◆ **Requirement a**: In the records, copy out the lines from the line with "Each instance of the house" to the line with "[1035, 365]" without any changes.

Hesse v. Dept. of State

Decision Date06 July 2000
Citation217 F.3d 1372
Parties(Fed. Cir. 2000) RAYBURN F. HESSE, Petitioner, v. DEPARTMENT OF STATE, Respondent. F. Douglas Harnett, of Washington, DC, argued for petitioner. 99-3387
CourtU.S. Court of Appeals — Federal Circuit

Appealed from: Merit Systems Protection Board

F. Douglas Harnett, of Washington, DC, argued for petitioner.

Todd M. Hughes, Attorney, Commercial Litigation Branch, Civil Division, Department of Justice, of Washington, DC, argued for respondent. With him on the brief were David W. Ogden, Acting Assistant Attorney General; David M. Cohen, Director; and Mark A. Melnick, Assistant Director. Of counsel was Thomas H. Alphin, Jr., Attorney, Office of the Legal Advisor, Department of State, of Washington, DC.

Before MICHEL, SCHALL, and BRYSON, Circuit Judges.

BRYSON, Circuit Judge.

The Department of State suspended Rayburn F. Hesse's Top Secret security clearance and then indefinitely suspended him from his position with the agency. He appealed the suspension from his position to the Merit Systems Protection Board. The Board first held that it lacked jurisdiction to consider the propriety of the agency's decision to suspend Mr. Hesse's security clearance. Because the agency suspended Mr. Hesse from his position based entirely on the suspension of his security clearance and because the Board found that the agency's action suspending Mr. Hesse from his position was not procedurally flawed, the Board upheld the indefinite suspension. We agree with the Board's conclusions as to the scope of its jurisdiction and as to the procedural challenges to the agency action, and we therefore affirm the Board's decision.

◆ **Requirement b**: According to the court opinion, to which body did Rayburn F. Hesse appeal his suspension from his position?

◆ **Data for this task**:
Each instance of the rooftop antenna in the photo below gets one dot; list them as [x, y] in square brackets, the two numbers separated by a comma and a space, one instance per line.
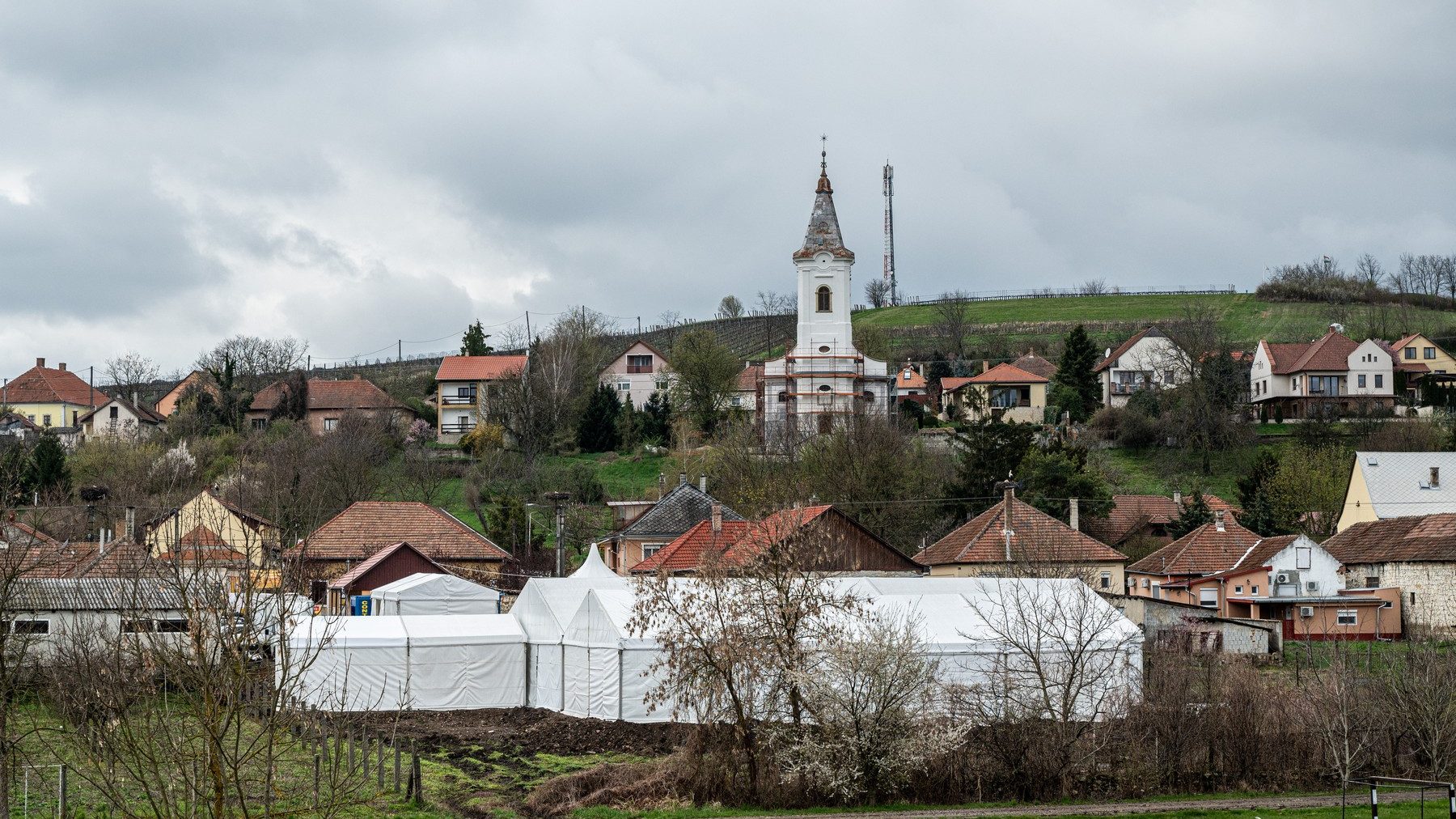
[890, 232]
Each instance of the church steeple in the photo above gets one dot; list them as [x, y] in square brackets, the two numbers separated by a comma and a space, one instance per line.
[823, 234]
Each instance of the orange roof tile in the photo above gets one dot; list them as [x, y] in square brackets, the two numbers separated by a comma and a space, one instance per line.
[370, 525]
[1006, 373]
[480, 367]
[1035, 537]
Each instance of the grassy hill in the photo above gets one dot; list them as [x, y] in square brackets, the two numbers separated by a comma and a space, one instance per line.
[1248, 320]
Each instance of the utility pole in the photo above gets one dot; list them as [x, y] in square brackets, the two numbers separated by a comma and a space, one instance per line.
[890, 234]
[560, 499]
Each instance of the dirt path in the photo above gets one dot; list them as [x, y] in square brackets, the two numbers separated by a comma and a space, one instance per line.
[1357, 802]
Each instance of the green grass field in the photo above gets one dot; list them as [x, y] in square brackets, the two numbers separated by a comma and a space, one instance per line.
[1245, 318]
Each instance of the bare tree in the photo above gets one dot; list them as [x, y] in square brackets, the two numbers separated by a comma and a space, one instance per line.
[877, 292]
[953, 321]
[130, 372]
[730, 308]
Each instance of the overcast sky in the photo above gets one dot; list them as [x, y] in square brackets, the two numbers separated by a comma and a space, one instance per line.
[357, 172]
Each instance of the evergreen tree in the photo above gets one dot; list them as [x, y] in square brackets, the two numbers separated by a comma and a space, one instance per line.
[473, 342]
[1194, 513]
[1077, 372]
[657, 418]
[49, 469]
[597, 431]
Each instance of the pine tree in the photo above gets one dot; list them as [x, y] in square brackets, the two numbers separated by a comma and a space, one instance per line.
[597, 431]
[473, 342]
[1077, 372]
[1194, 513]
[49, 469]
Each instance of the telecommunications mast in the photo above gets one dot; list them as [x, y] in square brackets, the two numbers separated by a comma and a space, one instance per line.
[890, 232]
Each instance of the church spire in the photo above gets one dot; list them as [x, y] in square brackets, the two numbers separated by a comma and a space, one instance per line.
[823, 234]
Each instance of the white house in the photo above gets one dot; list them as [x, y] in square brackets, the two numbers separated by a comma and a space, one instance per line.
[1331, 375]
[824, 376]
[637, 373]
[1145, 360]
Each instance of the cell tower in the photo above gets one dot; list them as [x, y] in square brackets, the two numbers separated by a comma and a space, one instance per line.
[890, 232]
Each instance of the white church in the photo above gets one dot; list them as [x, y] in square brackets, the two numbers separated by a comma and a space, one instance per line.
[823, 378]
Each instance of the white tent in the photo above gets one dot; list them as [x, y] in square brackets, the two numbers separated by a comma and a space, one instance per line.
[544, 608]
[609, 669]
[430, 662]
[425, 593]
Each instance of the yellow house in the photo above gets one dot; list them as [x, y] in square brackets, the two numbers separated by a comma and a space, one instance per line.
[1398, 484]
[1004, 393]
[1419, 350]
[50, 397]
[207, 518]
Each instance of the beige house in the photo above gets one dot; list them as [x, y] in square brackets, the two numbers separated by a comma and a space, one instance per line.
[1004, 393]
[1398, 484]
[232, 525]
[637, 373]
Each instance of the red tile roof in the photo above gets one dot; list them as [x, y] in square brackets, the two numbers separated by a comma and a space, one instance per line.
[369, 525]
[480, 367]
[50, 385]
[1035, 538]
[327, 394]
[1006, 373]
[1203, 551]
[1121, 349]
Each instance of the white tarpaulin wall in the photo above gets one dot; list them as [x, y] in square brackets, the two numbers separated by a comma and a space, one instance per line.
[430, 662]
[544, 608]
[427, 593]
[609, 669]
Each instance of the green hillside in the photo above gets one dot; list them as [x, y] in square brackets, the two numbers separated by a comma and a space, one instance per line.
[1246, 318]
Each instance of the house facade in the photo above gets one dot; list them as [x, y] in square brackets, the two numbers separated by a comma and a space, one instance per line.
[50, 397]
[121, 418]
[637, 373]
[1328, 376]
[1145, 360]
[1017, 540]
[328, 402]
[824, 376]
[1398, 484]
[462, 382]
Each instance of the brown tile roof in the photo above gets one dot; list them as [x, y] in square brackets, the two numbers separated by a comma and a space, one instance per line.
[1035, 537]
[1430, 538]
[688, 550]
[327, 394]
[367, 525]
[344, 580]
[750, 376]
[1006, 373]
[1124, 347]
[480, 367]
[1203, 551]
[50, 385]
[1035, 365]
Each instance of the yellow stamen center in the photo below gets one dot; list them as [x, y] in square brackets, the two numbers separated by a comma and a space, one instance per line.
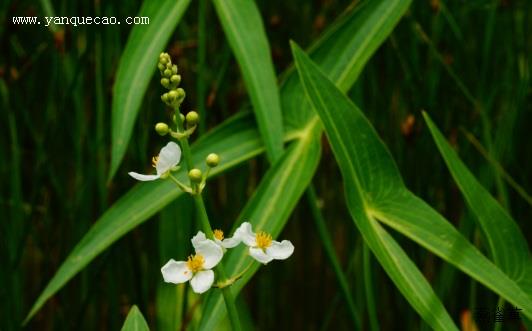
[154, 161]
[195, 262]
[219, 234]
[263, 239]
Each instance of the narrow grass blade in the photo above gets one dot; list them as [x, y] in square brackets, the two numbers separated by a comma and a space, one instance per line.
[342, 53]
[364, 168]
[499, 168]
[136, 67]
[239, 136]
[237, 140]
[244, 30]
[506, 241]
[135, 321]
[328, 246]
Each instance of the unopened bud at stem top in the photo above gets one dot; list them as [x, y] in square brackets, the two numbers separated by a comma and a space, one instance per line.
[212, 160]
[195, 175]
[161, 128]
[192, 118]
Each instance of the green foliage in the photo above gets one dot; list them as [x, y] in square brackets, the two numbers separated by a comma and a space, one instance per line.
[135, 321]
[374, 190]
[80, 106]
[137, 67]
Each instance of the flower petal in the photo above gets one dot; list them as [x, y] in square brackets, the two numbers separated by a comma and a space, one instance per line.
[176, 272]
[197, 239]
[168, 157]
[259, 255]
[211, 252]
[229, 242]
[280, 250]
[245, 233]
[202, 281]
[142, 177]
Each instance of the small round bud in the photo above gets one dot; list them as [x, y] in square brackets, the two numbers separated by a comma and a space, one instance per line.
[161, 128]
[180, 93]
[175, 79]
[195, 175]
[192, 118]
[212, 160]
[172, 95]
[164, 58]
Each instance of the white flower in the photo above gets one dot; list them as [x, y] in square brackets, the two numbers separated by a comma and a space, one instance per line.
[218, 239]
[261, 246]
[197, 268]
[167, 159]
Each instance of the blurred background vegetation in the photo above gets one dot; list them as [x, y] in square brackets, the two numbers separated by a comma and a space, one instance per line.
[465, 62]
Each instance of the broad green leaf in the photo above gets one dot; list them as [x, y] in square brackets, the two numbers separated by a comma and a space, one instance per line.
[136, 67]
[506, 241]
[375, 192]
[342, 53]
[415, 219]
[235, 141]
[268, 210]
[135, 321]
[343, 41]
[369, 175]
[244, 30]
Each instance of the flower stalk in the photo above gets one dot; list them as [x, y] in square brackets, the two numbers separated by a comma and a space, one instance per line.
[204, 222]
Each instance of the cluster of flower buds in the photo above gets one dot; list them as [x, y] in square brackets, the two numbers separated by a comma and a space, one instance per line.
[170, 80]
[209, 252]
[190, 122]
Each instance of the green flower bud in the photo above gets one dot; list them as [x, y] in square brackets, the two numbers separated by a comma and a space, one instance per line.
[212, 160]
[164, 58]
[175, 79]
[172, 95]
[161, 128]
[192, 118]
[180, 94]
[195, 175]
[181, 117]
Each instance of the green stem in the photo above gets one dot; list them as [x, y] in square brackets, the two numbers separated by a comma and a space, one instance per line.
[206, 226]
[226, 291]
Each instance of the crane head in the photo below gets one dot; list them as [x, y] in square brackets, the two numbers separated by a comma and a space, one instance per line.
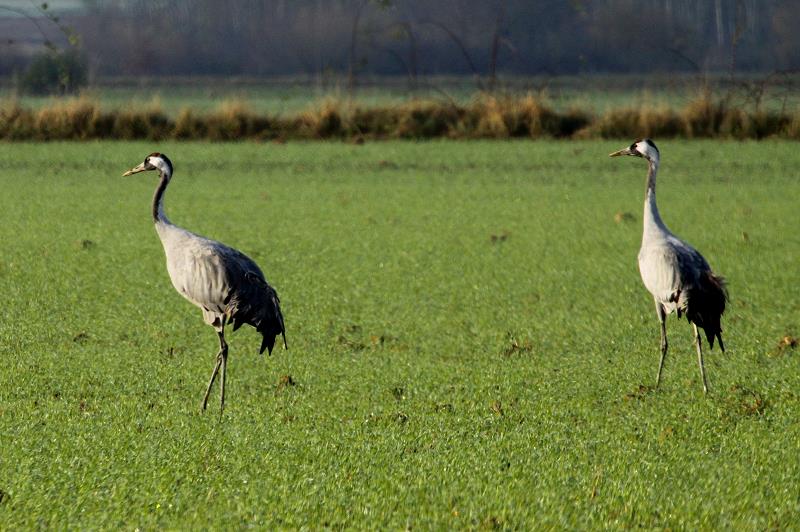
[154, 161]
[645, 148]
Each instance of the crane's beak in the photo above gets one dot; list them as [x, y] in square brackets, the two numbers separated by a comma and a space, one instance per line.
[623, 151]
[136, 170]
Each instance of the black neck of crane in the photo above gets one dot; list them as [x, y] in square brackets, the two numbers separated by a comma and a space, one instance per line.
[158, 197]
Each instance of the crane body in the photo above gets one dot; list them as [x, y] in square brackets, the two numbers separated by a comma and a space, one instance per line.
[678, 277]
[223, 282]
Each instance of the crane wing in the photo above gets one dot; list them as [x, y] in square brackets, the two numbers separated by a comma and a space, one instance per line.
[669, 269]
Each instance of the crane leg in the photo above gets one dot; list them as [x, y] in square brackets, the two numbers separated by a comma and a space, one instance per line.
[698, 343]
[224, 354]
[662, 318]
[221, 359]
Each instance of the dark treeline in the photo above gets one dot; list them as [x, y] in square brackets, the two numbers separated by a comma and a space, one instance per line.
[415, 38]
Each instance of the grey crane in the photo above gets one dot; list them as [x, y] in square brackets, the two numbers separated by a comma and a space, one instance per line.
[675, 273]
[225, 283]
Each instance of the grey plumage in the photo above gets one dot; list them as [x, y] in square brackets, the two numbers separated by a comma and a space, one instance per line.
[223, 282]
[675, 273]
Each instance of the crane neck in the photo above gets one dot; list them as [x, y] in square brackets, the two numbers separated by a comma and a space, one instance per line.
[652, 218]
[158, 199]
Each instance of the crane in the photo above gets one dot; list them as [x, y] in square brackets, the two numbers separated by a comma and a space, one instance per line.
[225, 283]
[675, 273]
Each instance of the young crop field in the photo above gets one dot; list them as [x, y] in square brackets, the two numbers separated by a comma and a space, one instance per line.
[470, 345]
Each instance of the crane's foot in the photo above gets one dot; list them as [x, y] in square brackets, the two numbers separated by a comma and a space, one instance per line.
[213, 377]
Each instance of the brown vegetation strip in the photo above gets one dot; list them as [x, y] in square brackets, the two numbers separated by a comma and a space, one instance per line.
[485, 117]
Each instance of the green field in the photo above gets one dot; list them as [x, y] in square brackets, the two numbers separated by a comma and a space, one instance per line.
[470, 343]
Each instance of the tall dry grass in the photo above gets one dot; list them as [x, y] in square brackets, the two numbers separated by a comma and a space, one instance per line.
[485, 116]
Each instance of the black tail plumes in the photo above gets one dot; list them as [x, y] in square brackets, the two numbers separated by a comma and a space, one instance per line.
[271, 324]
[706, 305]
[256, 303]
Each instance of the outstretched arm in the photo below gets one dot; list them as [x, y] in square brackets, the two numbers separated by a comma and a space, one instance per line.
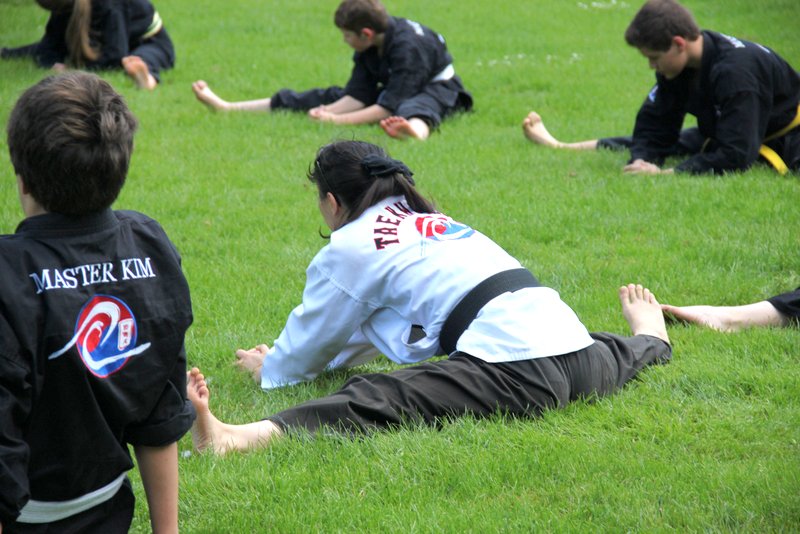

◆ **Final result a**:
Each instance of the house facade in the photo above gets one dot; list them as [x, y] in square brackets, the two numbers separated by a comma and a space, one instance per line.
[50, 397]
[121, 418]
[637, 373]
[1328, 376]
[1145, 360]
[1017, 540]
[328, 402]
[824, 376]
[1398, 484]
[462, 382]
Each instance of the brown tile roof in the photo above gets one dot; list them as [x, y] in square brackets, the two numbers separated by a comma and a space, one instance per line.
[1035, 537]
[1430, 538]
[688, 550]
[327, 394]
[367, 525]
[344, 580]
[750, 376]
[1006, 373]
[1124, 347]
[480, 367]
[1203, 551]
[50, 385]
[1035, 365]

◆ **Final result b**: The Merit Systems Protection Board.